**WHAT YOU HAVE TO DO:** Each entry should be quoted word for word, including every mark of punctuation.

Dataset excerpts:
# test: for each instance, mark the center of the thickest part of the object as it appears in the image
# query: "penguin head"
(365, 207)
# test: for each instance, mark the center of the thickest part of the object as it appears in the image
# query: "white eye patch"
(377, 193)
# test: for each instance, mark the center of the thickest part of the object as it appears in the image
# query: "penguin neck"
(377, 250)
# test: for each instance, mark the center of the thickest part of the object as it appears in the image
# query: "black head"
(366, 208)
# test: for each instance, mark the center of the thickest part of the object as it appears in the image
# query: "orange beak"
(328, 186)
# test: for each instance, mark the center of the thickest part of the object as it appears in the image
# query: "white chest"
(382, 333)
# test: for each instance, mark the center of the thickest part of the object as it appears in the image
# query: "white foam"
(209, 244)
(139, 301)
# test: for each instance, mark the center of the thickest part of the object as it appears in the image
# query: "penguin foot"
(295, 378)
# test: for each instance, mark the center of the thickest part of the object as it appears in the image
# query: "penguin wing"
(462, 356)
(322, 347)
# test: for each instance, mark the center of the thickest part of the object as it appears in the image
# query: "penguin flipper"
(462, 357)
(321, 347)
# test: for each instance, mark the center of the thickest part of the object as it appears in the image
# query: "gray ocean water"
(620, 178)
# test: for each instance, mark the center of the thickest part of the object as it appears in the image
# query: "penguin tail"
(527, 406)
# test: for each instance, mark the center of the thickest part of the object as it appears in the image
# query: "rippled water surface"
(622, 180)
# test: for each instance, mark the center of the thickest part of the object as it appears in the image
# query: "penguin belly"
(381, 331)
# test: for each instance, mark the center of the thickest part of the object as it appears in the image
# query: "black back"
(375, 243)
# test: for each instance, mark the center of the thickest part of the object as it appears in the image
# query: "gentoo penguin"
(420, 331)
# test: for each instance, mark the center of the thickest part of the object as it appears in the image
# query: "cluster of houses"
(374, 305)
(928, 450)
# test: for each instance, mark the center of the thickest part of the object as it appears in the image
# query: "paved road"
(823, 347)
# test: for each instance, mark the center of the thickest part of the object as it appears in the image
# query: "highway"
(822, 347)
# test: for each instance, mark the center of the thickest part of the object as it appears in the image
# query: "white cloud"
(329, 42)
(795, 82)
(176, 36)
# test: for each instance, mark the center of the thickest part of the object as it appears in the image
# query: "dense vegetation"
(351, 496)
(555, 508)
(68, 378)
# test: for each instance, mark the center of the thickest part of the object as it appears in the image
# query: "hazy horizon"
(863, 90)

**RESULT FOR THIS TASK:**
# test: for each instance, mark the center of the thickest part of the object as it appears in the image
# query: "penguin head"
(365, 207)
# test: for each instance, mark the center of the thickest part of the object as it appears in the image
# query: "white eye patch"
(377, 193)
# test: for each instance, mark the center of the thickest part of the object as it appears in the image
# query: "penguin neck"
(377, 250)
# test: for each instance, mark the center of the thickest part of the object as it appears in the image
# query: "black head"
(366, 208)
# test: for each instance, mark the center of the thickest part of the object as it appears in the image
# query: "orange beak"
(328, 186)
# test: for each instance, mark the center of the thickest part of the object as it appears in the image
# query: "white chest"
(382, 333)
# test: for each instance, mark the center of the thickest part of the object as it appears in the image
# query: "white foam"
(209, 244)
(139, 301)
# test: for each instance, mark the center of the thickest part of the object as it appears in the image
# query: "penguin foot"
(295, 378)
# test: for each instance, mark the center of the thickest part of the object as it appears in the image
# query: "penguin wing"
(462, 356)
(322, 347)
# test: for each instance, mark the center of the thickest part of the object as it appears in the image
# query: "penguin flipper"
(462, 357)
(321, 347)
# test: for each instance, mark the center of the thickest part of the object as it appears in the image
# query: "gray ocean water"
(620, 178)
# test: for each instance, mark the center of the thickest part of the object as it appears in the image
# query: "penguin tail"
(527, 406)
# test: for each instance, mark the center of the thickest part of the object as it appears in the image
# query: "rippled water surface"
(622, 180)
# test: for each instance, mark the center of the thickest part of the object as it appears in the image
# query: "penguin belly"
(381, 331)
# test: for each instance, mark the center of the thickest part of the object as it appears in the image
# query: "black back"
(375, 243)
# test: for each instance, mark the center of the thickest part of the object as it appears in the image
# query: "gentoo penguin"
(420, 331)
# test: for each instance, mark the center of the thickest part of the object as it appears in the image
# query: "cluster of houses"
(374, 305)
(928, 450)
# test: for each instance, mark the center of the thickest part of the object as it appears in the image
# query: "paved road"
(823, 347)
# test: for each instance, mark the center of the thickest part of the object as it appears in the image
# query: "highway"
(822, 347)
# test: for each instance, mark the center of the thickest part of the object as it appears in the image
# query: "white cloud"
(329, 42)
(795, 82)
(176, 36)
# test: for each instance, mark the center of the thickest part of the object as it appears in the image
# query: "dense vegetation"
(351, 496)
(555, 508)
(68, 378)
# test: for each instance, mark the center of the thickest part of the object as it appears in the image
# query: "hazy horizon"
(863, 90)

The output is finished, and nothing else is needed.